> _Entries supplied_:

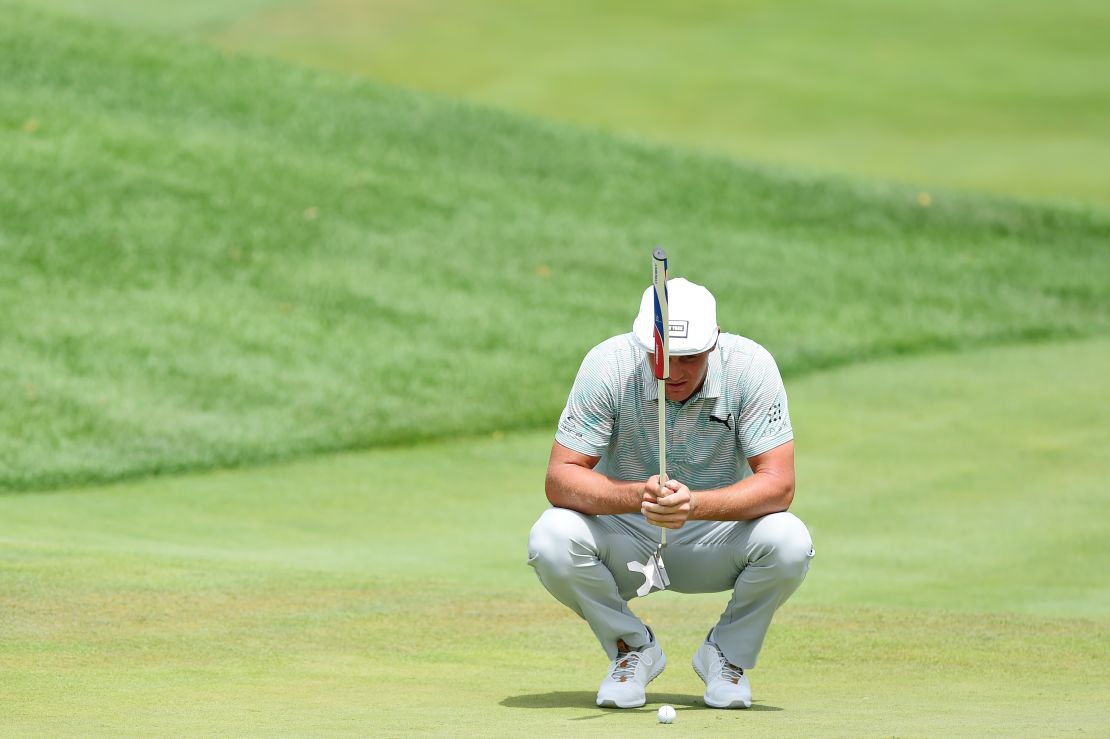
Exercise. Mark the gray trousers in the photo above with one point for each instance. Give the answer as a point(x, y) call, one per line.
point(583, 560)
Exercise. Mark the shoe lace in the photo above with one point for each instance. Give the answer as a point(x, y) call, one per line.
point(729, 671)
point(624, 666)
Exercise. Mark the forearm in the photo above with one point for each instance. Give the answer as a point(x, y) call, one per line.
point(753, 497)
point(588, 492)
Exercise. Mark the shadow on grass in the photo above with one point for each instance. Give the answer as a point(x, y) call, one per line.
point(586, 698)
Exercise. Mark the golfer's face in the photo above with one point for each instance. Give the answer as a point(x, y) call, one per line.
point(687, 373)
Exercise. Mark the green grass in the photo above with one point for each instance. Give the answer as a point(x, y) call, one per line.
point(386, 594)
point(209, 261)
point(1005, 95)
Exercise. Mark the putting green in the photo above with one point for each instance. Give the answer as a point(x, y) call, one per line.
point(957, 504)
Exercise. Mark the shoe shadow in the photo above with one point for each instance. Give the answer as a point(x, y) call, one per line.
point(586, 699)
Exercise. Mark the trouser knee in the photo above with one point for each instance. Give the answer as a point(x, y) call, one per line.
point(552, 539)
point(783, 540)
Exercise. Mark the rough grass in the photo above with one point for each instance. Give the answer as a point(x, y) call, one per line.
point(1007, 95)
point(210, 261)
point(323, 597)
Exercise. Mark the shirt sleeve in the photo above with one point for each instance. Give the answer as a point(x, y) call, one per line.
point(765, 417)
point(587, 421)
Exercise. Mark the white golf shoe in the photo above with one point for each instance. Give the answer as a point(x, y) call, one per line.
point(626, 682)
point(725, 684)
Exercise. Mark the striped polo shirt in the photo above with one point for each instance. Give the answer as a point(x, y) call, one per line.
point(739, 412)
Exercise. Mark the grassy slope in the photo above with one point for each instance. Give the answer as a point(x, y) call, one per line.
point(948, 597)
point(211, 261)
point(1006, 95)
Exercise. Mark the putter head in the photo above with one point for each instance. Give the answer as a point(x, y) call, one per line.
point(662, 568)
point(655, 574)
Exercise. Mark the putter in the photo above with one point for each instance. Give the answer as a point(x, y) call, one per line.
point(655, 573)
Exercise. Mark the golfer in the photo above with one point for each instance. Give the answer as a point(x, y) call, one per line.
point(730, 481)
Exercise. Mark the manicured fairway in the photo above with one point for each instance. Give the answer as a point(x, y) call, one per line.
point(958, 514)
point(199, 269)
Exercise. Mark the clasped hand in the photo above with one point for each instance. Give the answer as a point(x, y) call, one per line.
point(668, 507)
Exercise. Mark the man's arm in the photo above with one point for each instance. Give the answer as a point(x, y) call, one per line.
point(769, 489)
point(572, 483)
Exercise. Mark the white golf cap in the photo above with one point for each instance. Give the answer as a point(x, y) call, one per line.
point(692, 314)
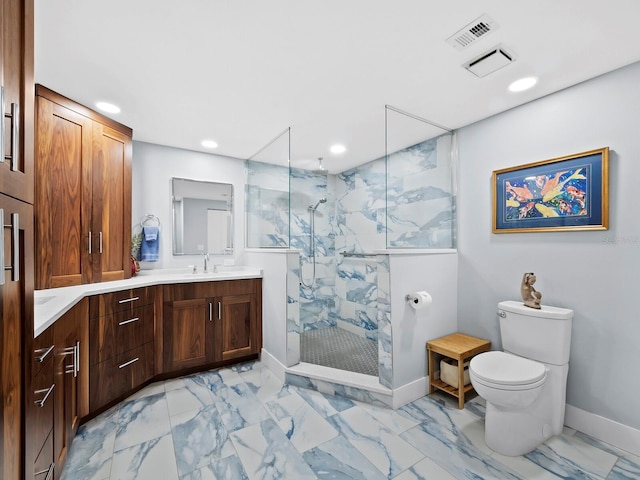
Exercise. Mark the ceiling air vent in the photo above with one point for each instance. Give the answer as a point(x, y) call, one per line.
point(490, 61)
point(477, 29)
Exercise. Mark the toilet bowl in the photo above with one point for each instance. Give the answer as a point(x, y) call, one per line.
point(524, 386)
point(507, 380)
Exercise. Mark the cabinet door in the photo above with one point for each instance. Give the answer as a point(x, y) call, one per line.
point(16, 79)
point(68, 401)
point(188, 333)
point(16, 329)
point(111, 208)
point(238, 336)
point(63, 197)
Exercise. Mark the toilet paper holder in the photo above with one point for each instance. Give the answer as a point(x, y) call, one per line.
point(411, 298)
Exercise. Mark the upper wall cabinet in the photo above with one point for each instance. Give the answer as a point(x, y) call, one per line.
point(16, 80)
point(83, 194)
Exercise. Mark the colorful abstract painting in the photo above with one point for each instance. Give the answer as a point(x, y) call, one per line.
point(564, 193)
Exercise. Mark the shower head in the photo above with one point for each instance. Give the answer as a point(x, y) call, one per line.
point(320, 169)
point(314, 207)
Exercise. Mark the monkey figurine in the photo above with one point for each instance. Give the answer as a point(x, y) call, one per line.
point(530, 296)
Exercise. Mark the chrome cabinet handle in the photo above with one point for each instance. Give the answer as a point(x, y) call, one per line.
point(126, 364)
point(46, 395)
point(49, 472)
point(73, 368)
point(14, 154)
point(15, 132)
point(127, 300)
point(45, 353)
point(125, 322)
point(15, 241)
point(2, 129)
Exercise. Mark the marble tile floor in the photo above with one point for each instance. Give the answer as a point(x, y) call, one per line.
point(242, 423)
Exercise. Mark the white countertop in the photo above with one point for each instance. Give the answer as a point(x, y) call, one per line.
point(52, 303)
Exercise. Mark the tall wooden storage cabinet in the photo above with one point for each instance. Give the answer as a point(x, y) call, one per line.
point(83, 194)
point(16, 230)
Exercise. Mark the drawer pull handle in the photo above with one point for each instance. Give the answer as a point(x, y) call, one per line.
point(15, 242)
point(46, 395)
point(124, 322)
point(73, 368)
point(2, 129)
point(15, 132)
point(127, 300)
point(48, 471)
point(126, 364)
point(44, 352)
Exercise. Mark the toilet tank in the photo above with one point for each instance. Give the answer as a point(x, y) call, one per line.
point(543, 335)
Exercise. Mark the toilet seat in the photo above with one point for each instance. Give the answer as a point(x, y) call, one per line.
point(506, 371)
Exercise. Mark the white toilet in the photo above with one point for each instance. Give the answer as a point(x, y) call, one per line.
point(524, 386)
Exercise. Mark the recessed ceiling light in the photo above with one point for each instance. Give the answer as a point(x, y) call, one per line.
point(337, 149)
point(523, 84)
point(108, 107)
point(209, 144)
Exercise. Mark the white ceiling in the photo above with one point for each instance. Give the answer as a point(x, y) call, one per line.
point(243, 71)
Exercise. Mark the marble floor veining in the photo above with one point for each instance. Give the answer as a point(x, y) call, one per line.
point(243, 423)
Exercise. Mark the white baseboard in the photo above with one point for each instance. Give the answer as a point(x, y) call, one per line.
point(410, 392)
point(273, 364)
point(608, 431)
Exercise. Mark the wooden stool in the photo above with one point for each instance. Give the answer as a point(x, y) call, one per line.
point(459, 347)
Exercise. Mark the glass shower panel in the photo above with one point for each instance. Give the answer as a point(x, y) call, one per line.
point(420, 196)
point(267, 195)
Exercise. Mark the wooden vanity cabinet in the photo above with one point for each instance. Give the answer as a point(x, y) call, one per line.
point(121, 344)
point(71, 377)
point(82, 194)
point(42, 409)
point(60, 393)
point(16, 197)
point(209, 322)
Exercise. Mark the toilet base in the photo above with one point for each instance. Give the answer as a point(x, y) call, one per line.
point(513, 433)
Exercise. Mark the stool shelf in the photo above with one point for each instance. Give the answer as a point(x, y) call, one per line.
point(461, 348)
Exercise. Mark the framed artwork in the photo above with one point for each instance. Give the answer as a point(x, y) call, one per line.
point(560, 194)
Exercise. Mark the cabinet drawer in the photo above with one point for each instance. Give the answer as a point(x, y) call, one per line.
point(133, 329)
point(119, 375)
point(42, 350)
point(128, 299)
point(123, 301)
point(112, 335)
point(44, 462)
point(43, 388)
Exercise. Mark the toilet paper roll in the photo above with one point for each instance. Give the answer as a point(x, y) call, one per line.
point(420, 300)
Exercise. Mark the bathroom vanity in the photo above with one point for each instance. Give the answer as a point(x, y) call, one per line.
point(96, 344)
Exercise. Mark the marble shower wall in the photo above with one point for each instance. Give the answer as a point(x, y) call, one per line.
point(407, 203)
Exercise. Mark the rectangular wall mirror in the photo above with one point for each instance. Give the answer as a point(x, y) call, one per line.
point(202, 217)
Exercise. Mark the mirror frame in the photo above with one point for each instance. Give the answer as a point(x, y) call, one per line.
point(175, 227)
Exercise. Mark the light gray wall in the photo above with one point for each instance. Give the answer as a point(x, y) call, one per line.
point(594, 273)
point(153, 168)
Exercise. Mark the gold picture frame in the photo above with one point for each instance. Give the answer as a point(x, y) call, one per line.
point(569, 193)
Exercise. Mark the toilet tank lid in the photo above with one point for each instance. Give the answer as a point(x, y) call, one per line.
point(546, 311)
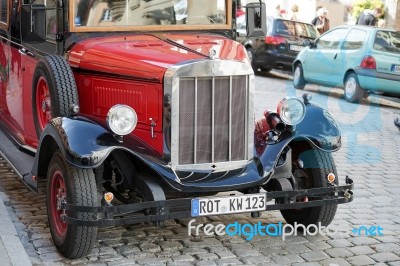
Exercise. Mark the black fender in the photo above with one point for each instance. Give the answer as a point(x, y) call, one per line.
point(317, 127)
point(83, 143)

> _Prompt_:
Leave the pictures out. Extract exactly the lines running from the one with "Exercise. Mark the light" through the last entry, both ends included.

> _Solution to the problem_:
Exercise. Mark the light gray wall in the photo above with one point for each instance. Give the answer as a point(x, y) call, one per line.
point(594, 273)
point(153, 168)
Exercise. Mark the gold picture frame in the photo above with one point for each instance. Give the answer as a point(x, y) call, one per line.
point(569, 193)
Exercise. Mark the toilet tank lid in the photo above with one point for each instance. Give the answer as a point(x, y) call, one per line.
point(546, 311)
Exercise. Mark the black fender in the photo above with one point for each instance. Give the answer as a point(x, y) call, one per line.
point(317, 127)
point(83, 143)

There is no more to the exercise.